Rewrite the records below, changing "photograph" to "image" everywhere and keeping everything else the same. Leave out the pictures.

-- Start of ENTRIES PROVIDED --

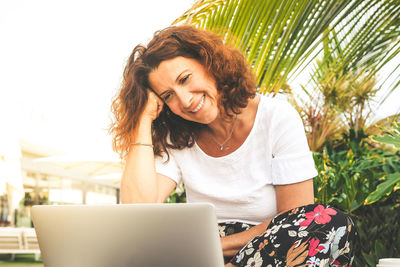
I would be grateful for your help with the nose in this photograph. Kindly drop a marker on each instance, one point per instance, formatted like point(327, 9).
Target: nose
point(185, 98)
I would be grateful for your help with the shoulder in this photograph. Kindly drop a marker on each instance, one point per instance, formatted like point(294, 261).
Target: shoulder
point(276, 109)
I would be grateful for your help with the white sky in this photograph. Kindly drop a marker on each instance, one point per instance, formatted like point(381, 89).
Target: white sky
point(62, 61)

-- End of ENTRIES PROVIDED --

# [WRITTEN SOLUTION]
I would be grateful for your help with the nose in this image. Kindly drop a marker on each instance, one point per instance, formatted like point(327, 9).
Target: nose
point(185, 98)
I would be grateful for your help with the shoulder in this image. Kindly drop a marker on each instance, one point per instance, formatted like point(294, 261).
Target: shoulder
point(276, 109)
I would be grateful for your help with the white sky in this image. Kindly drop a marker on each instance, one point per instance, formatted like point(381, 89).
Target: white sky
point(62, 61)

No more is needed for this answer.